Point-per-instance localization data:
[Start of section]

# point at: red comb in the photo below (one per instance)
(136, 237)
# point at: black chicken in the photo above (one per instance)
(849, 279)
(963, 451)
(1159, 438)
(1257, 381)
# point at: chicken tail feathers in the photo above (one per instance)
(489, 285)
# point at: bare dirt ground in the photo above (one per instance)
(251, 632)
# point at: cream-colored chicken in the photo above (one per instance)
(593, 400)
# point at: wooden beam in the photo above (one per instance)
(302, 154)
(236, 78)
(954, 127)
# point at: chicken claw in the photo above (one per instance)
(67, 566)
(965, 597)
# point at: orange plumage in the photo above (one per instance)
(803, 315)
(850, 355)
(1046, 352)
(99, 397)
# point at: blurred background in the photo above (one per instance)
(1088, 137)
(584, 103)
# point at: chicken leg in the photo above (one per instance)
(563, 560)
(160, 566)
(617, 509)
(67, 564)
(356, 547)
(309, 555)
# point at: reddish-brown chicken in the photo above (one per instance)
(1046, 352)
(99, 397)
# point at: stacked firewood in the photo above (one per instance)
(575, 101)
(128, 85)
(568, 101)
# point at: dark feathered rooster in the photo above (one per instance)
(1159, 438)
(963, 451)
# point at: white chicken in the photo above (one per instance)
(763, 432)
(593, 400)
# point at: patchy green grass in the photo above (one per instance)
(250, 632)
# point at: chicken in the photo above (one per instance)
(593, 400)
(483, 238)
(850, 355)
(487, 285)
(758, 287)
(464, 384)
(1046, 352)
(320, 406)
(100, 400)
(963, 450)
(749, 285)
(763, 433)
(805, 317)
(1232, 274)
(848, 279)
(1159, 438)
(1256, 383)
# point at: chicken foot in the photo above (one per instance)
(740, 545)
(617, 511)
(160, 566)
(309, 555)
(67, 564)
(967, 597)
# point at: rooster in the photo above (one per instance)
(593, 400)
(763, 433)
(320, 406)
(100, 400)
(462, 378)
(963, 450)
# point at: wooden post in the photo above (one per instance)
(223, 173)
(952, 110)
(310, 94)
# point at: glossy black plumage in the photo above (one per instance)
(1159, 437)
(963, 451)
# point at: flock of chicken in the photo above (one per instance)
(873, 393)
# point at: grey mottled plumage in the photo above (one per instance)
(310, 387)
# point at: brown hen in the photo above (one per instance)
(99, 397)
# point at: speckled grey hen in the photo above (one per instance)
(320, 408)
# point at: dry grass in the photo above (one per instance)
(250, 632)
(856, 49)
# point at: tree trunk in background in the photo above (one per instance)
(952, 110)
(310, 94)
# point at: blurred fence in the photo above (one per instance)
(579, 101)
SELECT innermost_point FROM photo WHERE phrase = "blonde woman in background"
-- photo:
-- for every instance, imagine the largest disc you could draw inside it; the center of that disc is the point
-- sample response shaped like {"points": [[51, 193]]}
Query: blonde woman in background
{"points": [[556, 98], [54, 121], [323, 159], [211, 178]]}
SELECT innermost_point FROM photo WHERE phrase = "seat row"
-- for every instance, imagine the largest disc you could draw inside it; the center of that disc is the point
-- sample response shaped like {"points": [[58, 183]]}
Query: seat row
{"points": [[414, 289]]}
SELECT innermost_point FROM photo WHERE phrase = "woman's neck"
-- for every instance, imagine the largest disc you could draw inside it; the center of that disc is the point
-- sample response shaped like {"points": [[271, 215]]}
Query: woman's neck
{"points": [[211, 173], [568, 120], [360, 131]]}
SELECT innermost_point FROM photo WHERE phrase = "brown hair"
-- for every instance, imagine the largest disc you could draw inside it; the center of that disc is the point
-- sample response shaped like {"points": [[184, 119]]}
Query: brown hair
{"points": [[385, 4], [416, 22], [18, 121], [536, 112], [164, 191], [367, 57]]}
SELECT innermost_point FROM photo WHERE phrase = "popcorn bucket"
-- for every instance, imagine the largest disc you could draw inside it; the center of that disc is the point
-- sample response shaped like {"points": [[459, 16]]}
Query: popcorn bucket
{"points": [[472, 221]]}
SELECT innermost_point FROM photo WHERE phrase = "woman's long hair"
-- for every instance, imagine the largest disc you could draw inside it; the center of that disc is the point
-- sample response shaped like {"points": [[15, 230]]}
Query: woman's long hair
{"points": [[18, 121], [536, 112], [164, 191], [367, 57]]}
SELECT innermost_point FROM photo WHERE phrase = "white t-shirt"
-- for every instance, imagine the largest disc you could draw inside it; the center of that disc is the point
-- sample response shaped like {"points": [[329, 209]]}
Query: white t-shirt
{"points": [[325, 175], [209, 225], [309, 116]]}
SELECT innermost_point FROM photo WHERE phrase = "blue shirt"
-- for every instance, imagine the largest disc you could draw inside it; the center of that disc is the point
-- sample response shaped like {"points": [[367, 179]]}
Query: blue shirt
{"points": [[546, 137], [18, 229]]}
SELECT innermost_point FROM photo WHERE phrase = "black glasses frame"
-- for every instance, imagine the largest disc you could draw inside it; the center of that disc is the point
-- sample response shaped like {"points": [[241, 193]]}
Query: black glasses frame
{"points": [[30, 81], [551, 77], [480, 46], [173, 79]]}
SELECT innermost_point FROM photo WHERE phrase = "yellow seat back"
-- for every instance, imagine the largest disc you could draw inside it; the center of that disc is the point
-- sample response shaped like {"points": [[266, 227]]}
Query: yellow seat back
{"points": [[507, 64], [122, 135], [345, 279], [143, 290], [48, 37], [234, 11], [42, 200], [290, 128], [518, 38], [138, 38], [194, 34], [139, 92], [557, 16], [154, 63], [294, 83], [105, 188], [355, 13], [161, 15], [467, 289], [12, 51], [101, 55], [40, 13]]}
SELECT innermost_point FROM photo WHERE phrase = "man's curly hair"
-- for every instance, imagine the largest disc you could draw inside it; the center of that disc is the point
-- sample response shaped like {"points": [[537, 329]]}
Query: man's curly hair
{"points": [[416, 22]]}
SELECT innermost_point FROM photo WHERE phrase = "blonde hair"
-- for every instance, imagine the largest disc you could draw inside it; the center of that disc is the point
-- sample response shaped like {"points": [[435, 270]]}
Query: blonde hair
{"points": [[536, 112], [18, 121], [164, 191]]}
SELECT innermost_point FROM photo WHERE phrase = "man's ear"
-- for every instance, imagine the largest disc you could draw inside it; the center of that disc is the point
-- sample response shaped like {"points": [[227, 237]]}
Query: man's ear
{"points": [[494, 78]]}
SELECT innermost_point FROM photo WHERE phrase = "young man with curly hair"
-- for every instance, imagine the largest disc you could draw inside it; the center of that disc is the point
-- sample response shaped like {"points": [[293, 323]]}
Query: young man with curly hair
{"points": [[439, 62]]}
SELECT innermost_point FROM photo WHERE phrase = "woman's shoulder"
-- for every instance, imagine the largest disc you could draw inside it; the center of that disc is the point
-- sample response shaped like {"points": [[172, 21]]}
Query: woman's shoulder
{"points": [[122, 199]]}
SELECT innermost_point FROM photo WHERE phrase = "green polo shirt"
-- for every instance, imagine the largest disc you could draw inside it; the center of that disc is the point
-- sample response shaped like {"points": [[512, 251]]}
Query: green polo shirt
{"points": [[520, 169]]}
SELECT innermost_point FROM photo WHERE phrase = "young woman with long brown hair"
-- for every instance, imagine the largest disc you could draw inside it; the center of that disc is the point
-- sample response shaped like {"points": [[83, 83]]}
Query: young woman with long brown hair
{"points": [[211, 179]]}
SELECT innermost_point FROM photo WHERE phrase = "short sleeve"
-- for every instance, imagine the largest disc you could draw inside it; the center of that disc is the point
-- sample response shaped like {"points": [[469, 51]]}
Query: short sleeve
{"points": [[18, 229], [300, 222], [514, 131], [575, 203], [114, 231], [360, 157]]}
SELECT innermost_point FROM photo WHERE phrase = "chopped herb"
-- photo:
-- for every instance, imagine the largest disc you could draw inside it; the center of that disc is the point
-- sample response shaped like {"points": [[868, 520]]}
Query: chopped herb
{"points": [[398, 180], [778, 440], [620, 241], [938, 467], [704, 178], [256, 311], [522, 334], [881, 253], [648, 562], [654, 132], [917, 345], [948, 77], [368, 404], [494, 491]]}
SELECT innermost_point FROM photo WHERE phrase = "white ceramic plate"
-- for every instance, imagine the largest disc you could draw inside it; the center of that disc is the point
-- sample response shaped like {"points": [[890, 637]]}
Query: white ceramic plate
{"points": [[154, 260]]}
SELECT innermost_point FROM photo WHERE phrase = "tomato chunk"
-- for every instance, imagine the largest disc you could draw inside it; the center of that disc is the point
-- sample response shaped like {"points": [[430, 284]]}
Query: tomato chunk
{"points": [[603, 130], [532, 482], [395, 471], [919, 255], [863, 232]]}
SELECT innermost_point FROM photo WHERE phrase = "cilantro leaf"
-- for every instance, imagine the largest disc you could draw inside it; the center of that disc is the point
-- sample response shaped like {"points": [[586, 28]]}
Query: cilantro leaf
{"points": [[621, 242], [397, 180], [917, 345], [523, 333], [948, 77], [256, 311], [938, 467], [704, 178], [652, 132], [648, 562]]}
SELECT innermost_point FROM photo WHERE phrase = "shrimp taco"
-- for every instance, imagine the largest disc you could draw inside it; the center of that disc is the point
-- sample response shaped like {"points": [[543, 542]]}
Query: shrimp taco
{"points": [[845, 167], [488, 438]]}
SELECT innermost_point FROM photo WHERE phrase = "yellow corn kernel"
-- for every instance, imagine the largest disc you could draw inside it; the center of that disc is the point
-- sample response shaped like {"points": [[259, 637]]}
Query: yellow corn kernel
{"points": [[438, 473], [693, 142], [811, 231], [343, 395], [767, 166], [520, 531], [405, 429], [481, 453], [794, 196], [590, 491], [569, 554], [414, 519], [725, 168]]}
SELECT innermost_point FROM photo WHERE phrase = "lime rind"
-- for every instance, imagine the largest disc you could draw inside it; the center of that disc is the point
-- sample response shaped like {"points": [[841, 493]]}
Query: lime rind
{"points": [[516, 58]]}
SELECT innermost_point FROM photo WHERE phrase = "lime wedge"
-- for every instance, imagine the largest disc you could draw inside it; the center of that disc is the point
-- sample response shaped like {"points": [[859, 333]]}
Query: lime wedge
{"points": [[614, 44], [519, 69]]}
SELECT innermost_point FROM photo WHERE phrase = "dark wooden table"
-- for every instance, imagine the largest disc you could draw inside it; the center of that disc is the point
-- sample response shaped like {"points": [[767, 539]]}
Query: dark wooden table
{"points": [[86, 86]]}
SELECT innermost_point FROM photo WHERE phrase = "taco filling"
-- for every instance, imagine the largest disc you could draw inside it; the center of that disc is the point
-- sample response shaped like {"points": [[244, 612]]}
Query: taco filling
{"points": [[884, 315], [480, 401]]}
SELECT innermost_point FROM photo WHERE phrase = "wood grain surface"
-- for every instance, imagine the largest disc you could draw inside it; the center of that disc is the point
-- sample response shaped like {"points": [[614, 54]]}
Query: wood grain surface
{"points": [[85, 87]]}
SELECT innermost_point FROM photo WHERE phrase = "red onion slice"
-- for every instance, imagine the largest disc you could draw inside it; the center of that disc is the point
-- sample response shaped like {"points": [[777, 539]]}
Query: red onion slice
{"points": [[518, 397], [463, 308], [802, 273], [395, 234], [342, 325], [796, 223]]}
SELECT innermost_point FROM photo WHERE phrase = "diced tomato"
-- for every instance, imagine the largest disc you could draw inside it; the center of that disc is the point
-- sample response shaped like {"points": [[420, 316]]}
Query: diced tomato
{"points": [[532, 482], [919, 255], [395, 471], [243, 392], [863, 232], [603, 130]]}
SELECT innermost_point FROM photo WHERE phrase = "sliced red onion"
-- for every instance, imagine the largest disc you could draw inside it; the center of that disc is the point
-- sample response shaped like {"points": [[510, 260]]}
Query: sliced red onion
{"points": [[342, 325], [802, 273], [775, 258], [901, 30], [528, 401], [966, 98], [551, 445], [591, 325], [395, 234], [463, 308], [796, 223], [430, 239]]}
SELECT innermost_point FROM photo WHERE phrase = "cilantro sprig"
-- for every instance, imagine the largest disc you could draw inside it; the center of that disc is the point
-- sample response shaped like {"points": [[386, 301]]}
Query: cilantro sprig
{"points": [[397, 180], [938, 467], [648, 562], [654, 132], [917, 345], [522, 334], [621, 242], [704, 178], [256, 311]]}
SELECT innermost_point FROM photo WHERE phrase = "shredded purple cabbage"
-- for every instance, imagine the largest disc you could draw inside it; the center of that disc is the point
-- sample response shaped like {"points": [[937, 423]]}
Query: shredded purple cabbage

[End of section]

PROMPT: The answer must consist of each line from the data that includes the string "cabbage".

WRITTEN SOLUTION:
SELECT innermost_point FROM photo WHERE phrase = "shredded purple cabbage"
Query: shredded purple cabbage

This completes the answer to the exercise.